- WHAT TO DO
A – Using the article on student myopia, decide whether each statement agrees with it: (i) the myopia rate among Chinese high school students is 81 percent; (ii) the survey found that lighting at home met the standard; (iii) the survey by the Ai'er Eye Group covered minors in 27 provinces of China. Give yes or no for each, with the deciding words from the article.
B – According to the article on student myopia, about what percentage of children and minors in Shanghai have myopia?

- PASSAGE PROVIDED
_____

Cai Wenjun|2023-05-25
All in for prevention and control of student myopia

About 53.6 percent of Chinese children and minors suffered from myopia last year, 0.9 percentage points higher than a year ago, and the incidence rises with age, experts told a myopia prevention and control conference with the participation of teachers and officials from over 80 schools in Shanghai on Thursday.

The incidence among Chinese children aged 6 is 14.5 percent, while it climbs to 36 percent among primary school students, 71.6 percent for middle school students and 81 percent for those in high school.

The performance of children and minor's myopia control, the overall myopia rate, and their physical health have been included into the local government's evaluation system, pushing the government, schools and society to raise awareness, officials told the conference launched at Shanghai Ai'er Eye Hospital.

"A close cooperation between schools and parents, stricter monitoring, more physical activity and a comprehensive system for myopia prevention and control should be established to create a better living and study style for minors to enhance their health," said Lu Xiaoming from Shanghai Extracurricular Education Association.

All in for prevention and control of student myopia

A boy has an eye checkup at Shanghai Ai'er Eye Hospital.

Dr Lan Weizhong from the Ai'er Eye Group said it launched a survey covering 3.1 million minors in 27 provinces of China, revealing that Chinese students spend a long time on academic work in an alarmingly close distance (shorter than 30 centimeters) at home, and the time spent on homework is long. Even on weekends, they spend over four hours at such a short distance each day. The survey also found the lighting at school has met the standard, while lighting at home is poor. All these contribute to their myopia's formation and development.

"This data means that both schools and families play an important role in the prevention and control of myopia in minors,"said Lan, whose hospitals have cooperated with governments, schools and medical facilities to carry out over 25 million myopia screenings, established a vision database, and supported government policy-making through Internet and big data technology.

The myopia rate in Shanghai is higher than the national level. About 60 percent of children and minor suffer from the problem, said officials from the Shanghai Student Activity Management Center, which has teamed up with schools to add more physical courses, reduce academic burden, and improve the environment to protect children's eye health.

Teachers from Loushan Middle School said the school deeply studied the reasons its for myopia among its students, and renovated the lighting in their classrooms, and improved the corridor and passageways to create a vision-friendly school.

_____

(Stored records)

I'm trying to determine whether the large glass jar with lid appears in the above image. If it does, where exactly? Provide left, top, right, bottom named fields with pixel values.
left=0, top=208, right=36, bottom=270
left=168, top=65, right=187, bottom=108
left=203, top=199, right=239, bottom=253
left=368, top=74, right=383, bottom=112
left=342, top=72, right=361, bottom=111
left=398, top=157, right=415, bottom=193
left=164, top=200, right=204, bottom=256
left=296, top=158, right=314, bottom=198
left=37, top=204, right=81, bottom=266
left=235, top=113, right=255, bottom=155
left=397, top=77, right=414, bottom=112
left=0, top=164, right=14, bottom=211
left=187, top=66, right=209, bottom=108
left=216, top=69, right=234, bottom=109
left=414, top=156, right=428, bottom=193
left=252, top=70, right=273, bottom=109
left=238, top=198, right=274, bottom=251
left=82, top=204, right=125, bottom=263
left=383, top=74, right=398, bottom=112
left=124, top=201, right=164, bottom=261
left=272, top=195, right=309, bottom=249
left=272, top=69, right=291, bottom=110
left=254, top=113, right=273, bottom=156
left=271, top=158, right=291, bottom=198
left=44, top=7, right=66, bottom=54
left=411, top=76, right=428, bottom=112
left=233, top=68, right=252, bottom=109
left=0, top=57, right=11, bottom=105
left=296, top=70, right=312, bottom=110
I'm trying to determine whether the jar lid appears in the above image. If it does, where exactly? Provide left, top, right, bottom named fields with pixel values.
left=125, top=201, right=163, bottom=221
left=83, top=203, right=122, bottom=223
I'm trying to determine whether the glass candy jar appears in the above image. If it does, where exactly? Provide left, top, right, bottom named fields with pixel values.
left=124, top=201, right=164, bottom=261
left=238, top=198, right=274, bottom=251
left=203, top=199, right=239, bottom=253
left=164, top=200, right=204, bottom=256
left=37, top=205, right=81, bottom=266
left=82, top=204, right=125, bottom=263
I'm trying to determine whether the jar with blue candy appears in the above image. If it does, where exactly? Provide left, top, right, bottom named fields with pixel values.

_____

- SOLVED TASKS
A –
(i) Yes: "81 percent for those in high school"
(ii) No: "the lighting at school has met the standard, while lighting at home is poor"
(iii) Yes: "covering 3.1 million minors in 27 provinces of China"

B – About 60 percent.